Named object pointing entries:
************
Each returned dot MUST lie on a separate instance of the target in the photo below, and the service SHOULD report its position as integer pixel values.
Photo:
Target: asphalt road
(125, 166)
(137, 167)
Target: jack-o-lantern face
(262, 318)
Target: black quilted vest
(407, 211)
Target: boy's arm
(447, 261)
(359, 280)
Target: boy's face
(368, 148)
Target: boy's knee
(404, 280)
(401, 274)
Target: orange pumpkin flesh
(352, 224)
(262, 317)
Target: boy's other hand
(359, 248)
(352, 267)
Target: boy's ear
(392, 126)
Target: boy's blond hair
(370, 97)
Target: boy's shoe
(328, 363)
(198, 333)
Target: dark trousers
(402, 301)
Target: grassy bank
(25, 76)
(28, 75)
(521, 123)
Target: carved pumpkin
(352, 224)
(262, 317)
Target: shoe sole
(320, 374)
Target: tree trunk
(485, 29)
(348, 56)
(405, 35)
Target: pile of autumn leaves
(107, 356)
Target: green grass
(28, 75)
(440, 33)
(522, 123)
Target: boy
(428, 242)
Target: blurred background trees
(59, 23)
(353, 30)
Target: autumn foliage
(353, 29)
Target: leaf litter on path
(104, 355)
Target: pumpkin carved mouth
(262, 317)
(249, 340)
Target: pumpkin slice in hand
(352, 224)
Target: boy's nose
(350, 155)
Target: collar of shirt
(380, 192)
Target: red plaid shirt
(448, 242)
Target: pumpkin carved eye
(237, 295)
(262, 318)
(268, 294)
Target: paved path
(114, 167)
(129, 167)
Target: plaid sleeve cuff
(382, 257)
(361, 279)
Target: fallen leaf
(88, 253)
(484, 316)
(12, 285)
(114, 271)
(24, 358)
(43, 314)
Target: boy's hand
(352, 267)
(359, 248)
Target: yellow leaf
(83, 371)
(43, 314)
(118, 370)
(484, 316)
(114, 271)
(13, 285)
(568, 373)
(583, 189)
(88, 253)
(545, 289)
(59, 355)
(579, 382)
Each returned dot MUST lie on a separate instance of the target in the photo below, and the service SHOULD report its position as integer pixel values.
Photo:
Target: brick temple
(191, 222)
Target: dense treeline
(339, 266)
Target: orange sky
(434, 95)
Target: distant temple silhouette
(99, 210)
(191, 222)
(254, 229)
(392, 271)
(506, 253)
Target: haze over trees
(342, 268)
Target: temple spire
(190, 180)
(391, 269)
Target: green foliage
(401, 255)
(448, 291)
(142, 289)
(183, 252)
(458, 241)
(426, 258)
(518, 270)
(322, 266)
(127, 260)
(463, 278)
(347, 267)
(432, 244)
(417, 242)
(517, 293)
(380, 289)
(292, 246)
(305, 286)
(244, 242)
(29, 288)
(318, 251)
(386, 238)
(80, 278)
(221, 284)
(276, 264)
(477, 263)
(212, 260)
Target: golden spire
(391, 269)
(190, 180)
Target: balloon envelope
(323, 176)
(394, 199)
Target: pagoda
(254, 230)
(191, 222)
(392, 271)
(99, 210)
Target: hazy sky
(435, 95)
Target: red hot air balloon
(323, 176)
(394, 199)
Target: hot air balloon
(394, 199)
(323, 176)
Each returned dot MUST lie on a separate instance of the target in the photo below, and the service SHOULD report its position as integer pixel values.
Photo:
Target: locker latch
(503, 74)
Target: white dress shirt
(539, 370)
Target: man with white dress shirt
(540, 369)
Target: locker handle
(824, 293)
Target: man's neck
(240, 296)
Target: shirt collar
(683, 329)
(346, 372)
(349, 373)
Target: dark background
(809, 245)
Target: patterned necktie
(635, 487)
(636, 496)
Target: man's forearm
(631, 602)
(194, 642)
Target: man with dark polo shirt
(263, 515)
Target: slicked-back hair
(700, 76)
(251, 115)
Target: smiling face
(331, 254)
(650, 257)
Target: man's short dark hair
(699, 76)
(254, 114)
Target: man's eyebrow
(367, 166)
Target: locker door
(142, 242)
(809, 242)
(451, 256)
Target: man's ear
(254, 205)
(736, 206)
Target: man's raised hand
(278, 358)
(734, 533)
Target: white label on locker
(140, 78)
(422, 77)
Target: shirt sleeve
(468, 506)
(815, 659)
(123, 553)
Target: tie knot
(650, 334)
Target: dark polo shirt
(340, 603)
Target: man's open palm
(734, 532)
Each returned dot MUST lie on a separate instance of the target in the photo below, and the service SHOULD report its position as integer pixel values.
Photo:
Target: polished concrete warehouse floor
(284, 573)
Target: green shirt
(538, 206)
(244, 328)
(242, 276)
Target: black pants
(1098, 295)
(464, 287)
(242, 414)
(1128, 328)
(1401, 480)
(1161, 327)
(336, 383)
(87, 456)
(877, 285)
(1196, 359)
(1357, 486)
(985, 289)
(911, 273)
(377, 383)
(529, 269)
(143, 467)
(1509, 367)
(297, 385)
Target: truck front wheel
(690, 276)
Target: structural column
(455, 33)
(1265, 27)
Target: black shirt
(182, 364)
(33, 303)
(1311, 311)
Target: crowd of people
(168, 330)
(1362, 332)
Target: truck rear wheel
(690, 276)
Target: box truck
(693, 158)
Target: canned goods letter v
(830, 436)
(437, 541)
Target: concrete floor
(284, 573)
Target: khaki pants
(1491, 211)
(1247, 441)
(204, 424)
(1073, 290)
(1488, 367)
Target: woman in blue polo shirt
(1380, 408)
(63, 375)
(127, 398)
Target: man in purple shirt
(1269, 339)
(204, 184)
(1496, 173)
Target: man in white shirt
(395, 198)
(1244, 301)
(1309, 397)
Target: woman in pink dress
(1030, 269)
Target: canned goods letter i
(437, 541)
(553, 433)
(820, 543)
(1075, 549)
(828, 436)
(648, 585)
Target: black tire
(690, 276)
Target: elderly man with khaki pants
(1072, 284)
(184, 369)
************
SET EXERCISE: Rewrite every line of the material above as a numbered list, omitting any blank lines.

SOLUTION TO THE PROBLEM:
1. Each returned dot MUST lie on a separate instance of the target in the photo below, and the service SHOULD report its position as integer pixel values.
2. Photo:
3. Target: asphalt road
4. (125, 166)
5. (137, 167)
6. Target: jack-o-lantern face
7. (262, 318)
8. Target: black quilted vest
9. (407, 211)
10. Target: boy's arm
11. (447, 261)
12. (359, 280)
13. Target: boy's face
14. (368, 148)
15. Target: boy's knee
16. (404, 280)
17. (401, 274)
18. Target: orange pumpkin flesh
19. (352, 224)
20. (262, 317)
21. Target: boy's other hand
22. (359, 248)
23. (352, 267)
24. Target: boy's ear
25. (392, 126)
26. Target: boy's blond hair
27. (370, 97)
28. Target: boy's shoe
29. (328, 363)
30. (198, 333)
31. Target: dark trousers
32. (402, 301)
33. Target: grassy bank
34. (25, 76)
35. (28, 75)
36. (521, 123)
37. Target: carved pumpkin
38. (352, 224)
39. (262, 317)
40. Target: shoe sole
41. (320, 374)
42. Target: tree trunk
43. (485, 29)
44. (348, 56)
45. (405, 35)
46. Target: pile of autumn leaves
47. (107, 356)
48. Target: green grass
49. (28, 75)
50. (440, 33)
51. (522, 123)
52. Target: boy
53. (428, 242)
54. Target: blurred background trees
55. (59, 23)
56. (353, 30)
57. Target: autumn foliage
58. (353, 29)
59. Target: leaf litter on path
60. (104, 355)
61. Target: pumpkin carved mouth
62. (262, 317)
63. (249, 340)
64. Target: pumpkin slice in hand
65. (352, 224)
66. Target: boy's nose
67. (350, 155)
68. Target: collar of shirt
69. (380, 192)
70. Target: red plaid shirt
71. (448, 242)
72. Target: pumpkin carved eye
73. (237, 295)
74. (262, 318)
75. (268, 294)
76. Target: paved path
77. (114, 167)
78. (129, 167)
79. Target: plaid sleeve cuff
80. (382, 257)
81. (361, 279)
82. Target: fallen leaf
83. (88, 253)
84. (484, 316)
85. (12, 285)
86. (114, 271)
87. (24, 358)
88. (43, 314)
89. Target: boy's hand
90. (352, 267)
91. (359, 248)
92. Target: yellow leaf
93. (83, 371)
94. (43, 314)
95. (118, 370)
96. (484, 316)
97. (114, 271)
98. (13, 285)
99. (568, 373)
100. (583, 189)
101. (88, 253)
102. (545, 289)
103. (59, 355)
104. (579, 382)
105. Each returned dot MUST lie on a separate instance of the target in the photo below, and the service SHOULD report its position as integer pixel values.
106. Photo:
107. Target: brick temple
108. (191, 222)
109. Target: dense treeline
110. (339, 266)
111. Target: orange sky
112. (434, 95)
113. Target: distant temple silhouette
114. (99, 210)
115. (191, 222)
116. (254, 229)
117. (392, 271)
118. (506, 253)
119. Target: haze over trees
120. (342, 268)
121. Target: temple spire
122. (190, 180)
123. (391, 269)
124. Target: green foliage
125. (401, 255)
126. (448, 291)
127. (142, 289)
128. (183, 252)
129. (458, 241)
130. (426, 258)
131. (518, 270)
132. (322, 266)
133. (127, 260)
134. (463, 278)
135. (347, 267)
136. (432, 244)
137. (417, 242)
138. (517, 293)
139. (380, 289)
140. (292, 246)
141. (305, 286)
142. (244, 242)
143. (29, 288)
144. (318, 251)
145. (386, 238)
146. (80, 278)
147. (221, 284)
148. (276, 264)
149. (477, 263)
150. (212, 260)
151. Target: golden spire
152. (391, 269)
153. (190, 180)
154. Target: balloon envelope
155. (323, 176)
156. (394, 199)
157. Target: pagoda
158. (254, 230)
159. (191, 222)
160. (392, 271)
161. (99, 210)
162. Target: hazy sky
163. (435, 95)
164. Target: red hot air balloon
165. (323, 176)
166. (394, 199)
167. Target: hot air balloon
168. (394, 199)
169. (323, 176)
170. Each returned dot MUST lie on a separate instance of the target in the photo below, and the service SHOULD report its position as integer pixel values.
171. Photo:
172. Target: locker latch
173. (503, 74)
174. Target: white dress shirt
175. (539, 370)
176. Target: man with white dress shirt
177. (540, 369)
178. Target: locker handle
179. (824, 293)
180. Target: man's neck
181. (240, 296)
182. Target: shirt collar
183. (683, 329)
184. (346, 372)
185. (349, 373)
186. Target: dark background
187. (809, 245)
188. Target: patterned necktie
189. (635, 487)
190. (636, 496)
191. Target: man's forearm
192. (631, 602)
193. (194, 642)
194. Target: man with dark polo shirt
195. (263, 515)
196. Target: slicked-back hair
197. (700, 76)
198. (251, 115)
199. Target: smiling face
200. (331, 254)
201. (650, 257)
202. Target: man's short dark hair
203. (699, 76)
204. (254, 114)
205. Target: man's eyebrow
206. (367, 166)
207. Target: locker door
208. (142, 242)
209. (809, 242)
210. (451, 256)
211. Target: man's ear
212. (254, 205)
213. (736, 206)
214. Target: man's raised hand
215. (278, 358)
216. (734, 533)
217. Target: white label on locker
218. (140, 78)
219. (422, 77)
220. Target: shirt sleeve
221. (468, 506)
222. (815, 659)
223. (123, 553)
224. Target: tie knot
225. (650, 334)
226. Target: dark polo shirt
227. (340, 603)
228. Target: man's open palm
229. (734, 532)
230. Each returned dot MUST lie on a separate instance of the target in the photo below, and the service SHOULD report its position as integer pixel values.
231. Photo:
232. Target: polished concrete warehouse floor
233. (284, 573)
234. Target: green shirt
235. (538, 206)
236. (244, 328)
237. (242, 276)
238. Target: black pants
239. (1098, 295)
240. (464, 287)
241. (242, 414)
242. (1128, 328)
243. (1401, 480)
244. (1161, 327)
245. (336, 383)
246. (87, 456)
247. (877, 285)
248. (1196, 359)
249. (1357, 486)
250. (985, 289)
251. (911, 273)
252. (377, 383)
253. (529, 269)
254. (143, 467)
255. (1509, 367)
256. (297, 385)
257. Target: truck front wheel
258. (690, 276)
259. Target: structural column
260. (455, 33)
261. (1265, 27)
262. Target: black shirt
263. (182, 364)
264. (33, 303)
265. (1311, 311)
266. Target: crowd of people
267. (168, 330)
268. (1362, 332)
269. Target: truck rear wheel
270. (690, 276)
271. Target: box truck
272. (693, 158)
273. Target: canned goods letter v
274. (830, 436)
275. (437, 541)
276. Target: concrete floor
277. (284, 573)
278. Target: khaki pants
279. (1491, 211)
280. (1247, 441)
281. (204, 424)
282. (1073, 290)
283. (1488, 367)
284. Target: woman in blue polo shirt
285. (1380, 408)
286. (63, 375)
287. (127, 398)
288. Target: man in purple shirt
289. (1269, 339)
290. (204, 184)
291. (1496, 173)
292. Target: man in white shirt
293. (395, 198)
294. (1244, 301)
295. (1309, 397)
296. Target: woman in pink dress
297. (1030, 269)
298. Target: canned goods letter i
299. (437, 541)
300. (553, 433)
301. (820, 543)
302. (1075, 549)
303. (828, 436)
304. (648, 585)
305. Target: black tire
306. (690, 276)
307. Target: elderly man with khaki pants
308. (1072, 284)
309. (184, 369)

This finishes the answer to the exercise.